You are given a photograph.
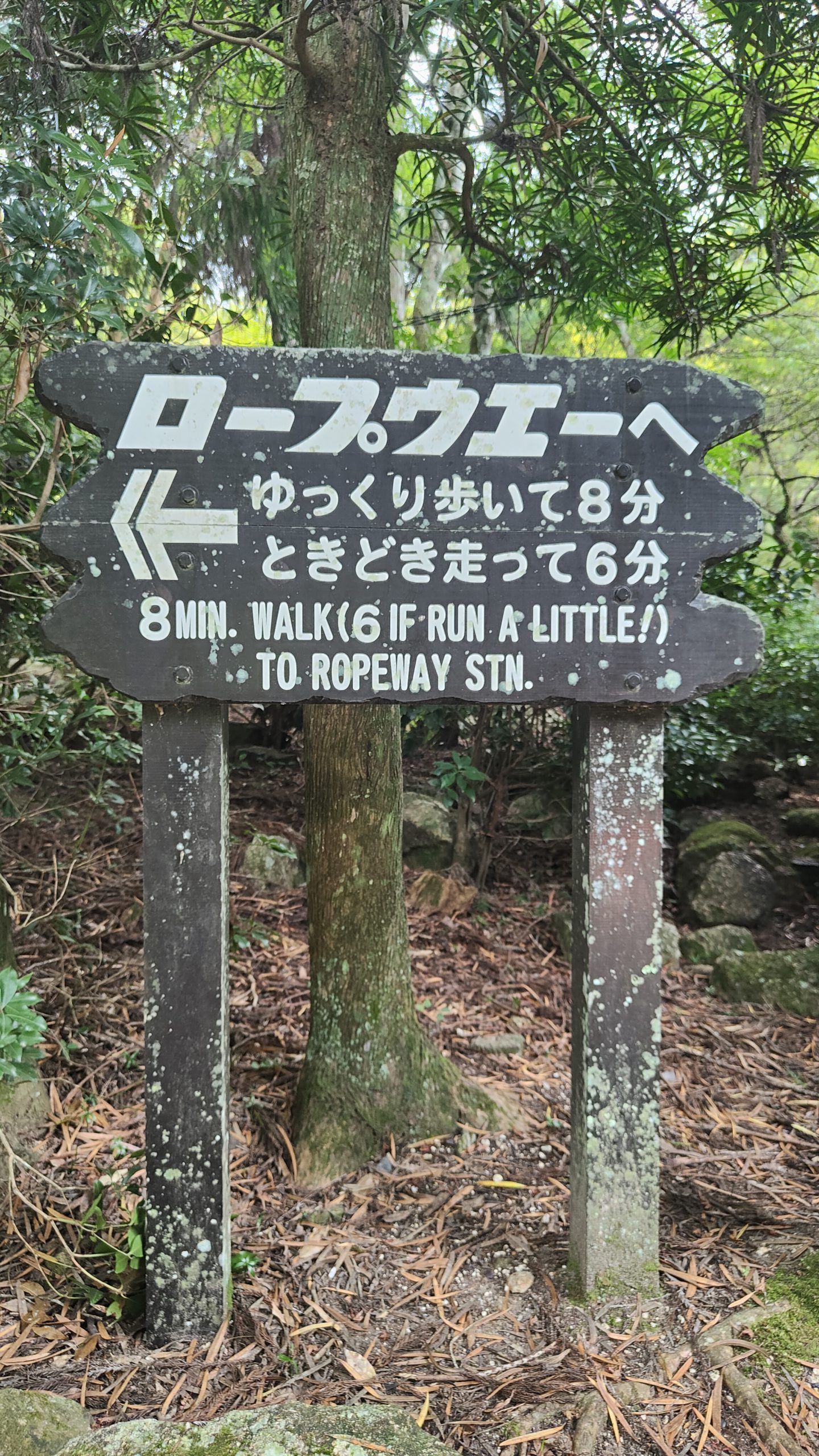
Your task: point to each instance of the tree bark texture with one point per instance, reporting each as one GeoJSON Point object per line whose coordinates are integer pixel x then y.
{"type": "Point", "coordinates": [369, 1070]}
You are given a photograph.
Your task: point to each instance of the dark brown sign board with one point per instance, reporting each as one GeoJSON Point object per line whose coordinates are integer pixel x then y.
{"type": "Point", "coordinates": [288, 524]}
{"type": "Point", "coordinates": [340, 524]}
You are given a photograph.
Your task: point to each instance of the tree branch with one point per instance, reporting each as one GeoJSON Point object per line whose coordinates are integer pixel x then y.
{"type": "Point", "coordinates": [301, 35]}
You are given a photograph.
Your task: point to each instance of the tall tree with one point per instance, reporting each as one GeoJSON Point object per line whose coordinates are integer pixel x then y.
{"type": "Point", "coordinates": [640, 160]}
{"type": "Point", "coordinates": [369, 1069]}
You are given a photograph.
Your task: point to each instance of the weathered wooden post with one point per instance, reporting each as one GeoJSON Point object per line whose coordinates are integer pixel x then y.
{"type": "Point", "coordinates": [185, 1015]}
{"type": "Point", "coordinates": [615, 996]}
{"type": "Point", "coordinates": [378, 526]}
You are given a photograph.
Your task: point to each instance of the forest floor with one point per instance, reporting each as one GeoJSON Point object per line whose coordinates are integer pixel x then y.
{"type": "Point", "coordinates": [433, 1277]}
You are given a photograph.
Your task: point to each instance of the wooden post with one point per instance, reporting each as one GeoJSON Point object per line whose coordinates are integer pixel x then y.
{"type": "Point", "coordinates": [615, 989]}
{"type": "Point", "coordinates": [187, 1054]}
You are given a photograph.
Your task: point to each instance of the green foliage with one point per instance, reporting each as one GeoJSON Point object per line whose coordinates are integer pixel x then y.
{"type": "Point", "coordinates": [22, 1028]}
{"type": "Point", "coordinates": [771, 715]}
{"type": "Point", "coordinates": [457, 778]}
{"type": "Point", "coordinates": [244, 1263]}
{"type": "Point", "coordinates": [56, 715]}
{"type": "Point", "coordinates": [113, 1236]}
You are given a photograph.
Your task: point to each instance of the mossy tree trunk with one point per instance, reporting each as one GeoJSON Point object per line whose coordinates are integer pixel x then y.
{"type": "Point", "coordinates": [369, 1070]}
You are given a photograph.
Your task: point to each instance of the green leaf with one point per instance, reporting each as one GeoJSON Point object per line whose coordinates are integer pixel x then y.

————————

What is needed is a verbatim transcription of the records, minus the pictures.

You are given a photograph.
Your task: point to each instance of the tree bark texture with one point per instance, reporting each as one GeoJSON Point object per line whose coordinates are integer pixel x then y.
{"type": "Point", "coordinates": [369, 1070]}
You are given a photograph.
Your task: point to each instance of the dark brown sign board with one point per instance, reporting each as one GeoJSON Point object per line whose coordinates are integer pixel x then y.
{"type": "Point", "coordinates": [288, 524]}
{"type": "Point", "coordinates": [340, 524]}
You are given a photograph.
Your task: point to each instance of the tree branch with one point per instance, reporting each as one GeoJSON Point object per line whose coordinates are integer pixel x then y.
{"type": "Point", "coordinates": [301, 35]}
You are given a photograph.
Your task: point to each instance of the tall tree with one point per instance, reporting each as one GeoJSON Point object per line whose coordinates are integer pixel x then y.
{"type": "Point", "coordinates": [640, 160]}
{"type": "Point", "coordinates": [369, 1069]}
You are given a photograph.
Your task: point to each instance of the weathered wooden post with one point per instance, reporting each as one GeoJSON Point object per line whose coordinates are integer pixel x then y.
{"type": "Point", "coordinates": [185, 1015]}
{"type": "Point", "coordinates": [615, 996]}
{"type": "Point", "coordinates": [378, 526]}
You are given a photograph.
Your task: point to each instance of the forest floor with one point per instance, reporting each as one GeoJSON Point object per line whose coordinates are integer pixel x then y.
{"type": "Point", "coordinates": [433, 1277]}
You are given a photograph.
Your task: point to each instance of the wooden post with one point per instance, reporting each as one GeoJSON Point object per line whose coordinates are integer pixel x then y.
{"type": "Point", "coordinates": [615, 989]}
{"type": "Point", "coordinates": [187, 1054]}
You are given a photograph.
Your task: point to each instance of the green foliage with one point per instance, reporting each as one GeoJSON Point object per line whose coordinates are integer pixel x then y.
{"type": "Point", "coordinates": [22, 1028]}
{"type": "Point", "coordinates": [771, 715]}
{"type": "Point", "coordinates": [457, 778]}
{"type": "Point", "coordinates": [244, 1263]}
{"type": "Point", "coordinates": [56, 715]}
{"type": "Point", "coordinates": [113, 1236]}
You are given a photograph.
Your task: point to each instance of the mossy tree trunk with one point per instance, reporting each as one GeoJSON Point object per line whose coordinates are integer pixel x then y.
{"type": "Point", "coordinates": [369, 1070]}
You are given a photograph.
Your task: point to each instance of the green leaf with one point per instance, reporting each as one GeoJSON Point object per line whose coordinates are integer pixel x then y.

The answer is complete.